= WHAT IS EXPECTED =
Each line of the records that holds "food" should be shown in full.

+ + + + +

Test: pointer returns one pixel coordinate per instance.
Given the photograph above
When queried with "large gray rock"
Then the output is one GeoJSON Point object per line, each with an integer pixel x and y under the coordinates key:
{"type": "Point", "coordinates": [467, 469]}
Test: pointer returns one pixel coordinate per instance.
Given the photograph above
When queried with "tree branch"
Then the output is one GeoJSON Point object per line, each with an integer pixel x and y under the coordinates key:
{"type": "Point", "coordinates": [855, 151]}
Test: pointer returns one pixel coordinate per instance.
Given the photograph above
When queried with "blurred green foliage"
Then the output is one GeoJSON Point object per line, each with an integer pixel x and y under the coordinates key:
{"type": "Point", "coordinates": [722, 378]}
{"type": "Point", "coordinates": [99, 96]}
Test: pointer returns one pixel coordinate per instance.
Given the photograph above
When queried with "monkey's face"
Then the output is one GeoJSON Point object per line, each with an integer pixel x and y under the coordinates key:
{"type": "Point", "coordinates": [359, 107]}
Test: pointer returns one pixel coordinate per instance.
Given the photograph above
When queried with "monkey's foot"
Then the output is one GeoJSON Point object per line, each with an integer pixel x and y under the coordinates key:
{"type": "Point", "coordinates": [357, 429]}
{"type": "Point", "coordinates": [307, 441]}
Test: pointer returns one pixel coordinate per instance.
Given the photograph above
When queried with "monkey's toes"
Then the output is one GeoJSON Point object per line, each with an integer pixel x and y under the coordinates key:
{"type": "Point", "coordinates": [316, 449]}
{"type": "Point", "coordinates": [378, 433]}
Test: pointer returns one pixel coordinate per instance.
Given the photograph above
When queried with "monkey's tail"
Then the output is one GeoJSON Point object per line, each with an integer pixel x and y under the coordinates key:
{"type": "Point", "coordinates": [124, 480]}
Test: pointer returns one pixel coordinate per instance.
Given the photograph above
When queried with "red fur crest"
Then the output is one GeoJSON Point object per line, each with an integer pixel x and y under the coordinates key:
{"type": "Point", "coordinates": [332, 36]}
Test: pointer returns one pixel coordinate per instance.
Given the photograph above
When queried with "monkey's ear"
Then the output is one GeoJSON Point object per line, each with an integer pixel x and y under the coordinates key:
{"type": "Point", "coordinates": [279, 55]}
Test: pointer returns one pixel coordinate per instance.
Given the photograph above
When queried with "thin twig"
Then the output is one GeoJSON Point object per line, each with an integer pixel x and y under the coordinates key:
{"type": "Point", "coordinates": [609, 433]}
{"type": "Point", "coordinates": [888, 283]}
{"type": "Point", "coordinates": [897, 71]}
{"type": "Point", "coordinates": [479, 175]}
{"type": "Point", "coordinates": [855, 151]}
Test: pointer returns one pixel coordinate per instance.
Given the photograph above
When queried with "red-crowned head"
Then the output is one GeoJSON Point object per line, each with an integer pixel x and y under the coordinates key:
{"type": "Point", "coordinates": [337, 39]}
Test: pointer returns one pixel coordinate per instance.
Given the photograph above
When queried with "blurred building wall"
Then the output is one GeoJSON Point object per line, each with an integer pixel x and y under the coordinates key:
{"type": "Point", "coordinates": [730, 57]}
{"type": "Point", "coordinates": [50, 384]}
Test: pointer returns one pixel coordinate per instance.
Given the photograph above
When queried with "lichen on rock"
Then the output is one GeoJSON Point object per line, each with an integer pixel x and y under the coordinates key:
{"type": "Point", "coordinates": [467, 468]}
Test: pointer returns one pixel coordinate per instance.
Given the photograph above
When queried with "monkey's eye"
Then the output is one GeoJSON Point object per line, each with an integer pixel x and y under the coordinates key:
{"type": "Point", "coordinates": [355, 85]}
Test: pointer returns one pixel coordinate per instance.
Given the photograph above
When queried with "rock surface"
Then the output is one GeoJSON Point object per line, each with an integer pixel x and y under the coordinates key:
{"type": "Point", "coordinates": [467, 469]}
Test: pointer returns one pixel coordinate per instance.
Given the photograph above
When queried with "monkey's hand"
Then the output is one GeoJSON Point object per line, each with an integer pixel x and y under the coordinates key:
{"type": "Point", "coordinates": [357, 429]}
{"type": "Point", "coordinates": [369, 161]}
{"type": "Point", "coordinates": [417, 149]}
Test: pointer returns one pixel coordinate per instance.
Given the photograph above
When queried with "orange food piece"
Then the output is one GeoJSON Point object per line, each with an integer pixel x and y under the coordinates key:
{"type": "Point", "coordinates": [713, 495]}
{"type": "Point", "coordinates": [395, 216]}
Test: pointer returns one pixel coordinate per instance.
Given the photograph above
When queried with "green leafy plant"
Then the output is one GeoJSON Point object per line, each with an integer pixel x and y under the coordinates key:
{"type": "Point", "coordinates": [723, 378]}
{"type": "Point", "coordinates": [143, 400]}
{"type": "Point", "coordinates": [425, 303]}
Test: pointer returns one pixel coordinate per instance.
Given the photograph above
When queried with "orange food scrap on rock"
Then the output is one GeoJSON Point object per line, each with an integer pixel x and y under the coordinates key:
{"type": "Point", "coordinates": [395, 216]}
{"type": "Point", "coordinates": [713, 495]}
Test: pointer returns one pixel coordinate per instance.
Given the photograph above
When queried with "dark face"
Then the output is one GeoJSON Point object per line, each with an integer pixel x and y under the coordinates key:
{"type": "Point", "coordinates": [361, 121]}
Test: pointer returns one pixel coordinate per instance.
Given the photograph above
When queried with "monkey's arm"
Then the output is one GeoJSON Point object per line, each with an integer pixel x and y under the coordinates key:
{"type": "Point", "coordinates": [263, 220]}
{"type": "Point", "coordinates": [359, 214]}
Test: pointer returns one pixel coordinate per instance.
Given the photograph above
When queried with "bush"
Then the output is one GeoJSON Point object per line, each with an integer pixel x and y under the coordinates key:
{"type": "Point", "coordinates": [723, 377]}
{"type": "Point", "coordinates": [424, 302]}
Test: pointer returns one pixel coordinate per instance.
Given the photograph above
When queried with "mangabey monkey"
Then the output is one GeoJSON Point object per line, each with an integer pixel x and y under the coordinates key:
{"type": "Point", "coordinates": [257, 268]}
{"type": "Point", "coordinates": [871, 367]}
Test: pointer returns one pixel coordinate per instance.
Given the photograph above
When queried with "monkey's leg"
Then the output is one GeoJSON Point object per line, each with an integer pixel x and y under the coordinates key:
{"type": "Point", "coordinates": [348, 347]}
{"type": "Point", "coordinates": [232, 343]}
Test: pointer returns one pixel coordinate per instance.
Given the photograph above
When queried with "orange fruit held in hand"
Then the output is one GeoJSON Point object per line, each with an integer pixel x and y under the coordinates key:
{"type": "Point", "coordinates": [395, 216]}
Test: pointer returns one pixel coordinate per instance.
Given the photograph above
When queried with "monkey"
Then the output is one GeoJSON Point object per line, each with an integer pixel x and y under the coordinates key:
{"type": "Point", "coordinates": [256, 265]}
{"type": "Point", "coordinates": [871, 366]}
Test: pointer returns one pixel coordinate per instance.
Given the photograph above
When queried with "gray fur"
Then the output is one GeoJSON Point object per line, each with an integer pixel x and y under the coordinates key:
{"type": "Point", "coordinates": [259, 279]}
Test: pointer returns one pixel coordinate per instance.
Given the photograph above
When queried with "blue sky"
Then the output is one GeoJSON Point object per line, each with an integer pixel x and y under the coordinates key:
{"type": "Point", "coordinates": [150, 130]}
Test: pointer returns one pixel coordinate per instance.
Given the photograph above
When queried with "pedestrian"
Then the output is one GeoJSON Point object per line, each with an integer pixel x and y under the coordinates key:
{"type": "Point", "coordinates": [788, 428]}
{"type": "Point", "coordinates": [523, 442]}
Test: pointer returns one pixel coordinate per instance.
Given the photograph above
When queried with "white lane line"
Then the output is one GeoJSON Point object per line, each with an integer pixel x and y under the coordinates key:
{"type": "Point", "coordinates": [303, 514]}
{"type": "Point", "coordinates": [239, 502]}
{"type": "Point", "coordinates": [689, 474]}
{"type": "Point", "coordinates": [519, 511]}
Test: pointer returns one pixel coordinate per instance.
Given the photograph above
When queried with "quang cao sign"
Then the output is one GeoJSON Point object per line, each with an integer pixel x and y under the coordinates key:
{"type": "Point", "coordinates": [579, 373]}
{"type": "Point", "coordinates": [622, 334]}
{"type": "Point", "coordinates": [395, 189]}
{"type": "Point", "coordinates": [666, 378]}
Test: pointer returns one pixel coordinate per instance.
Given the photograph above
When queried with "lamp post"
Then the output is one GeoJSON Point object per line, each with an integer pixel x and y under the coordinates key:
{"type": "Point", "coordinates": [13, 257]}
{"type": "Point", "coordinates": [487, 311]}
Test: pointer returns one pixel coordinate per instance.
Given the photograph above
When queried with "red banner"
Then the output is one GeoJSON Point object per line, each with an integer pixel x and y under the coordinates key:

+ + + + +

= RESPONSE TO THE EXERCISE =
When queried with "orange food piece"
When queried with "orange food scrap on rock"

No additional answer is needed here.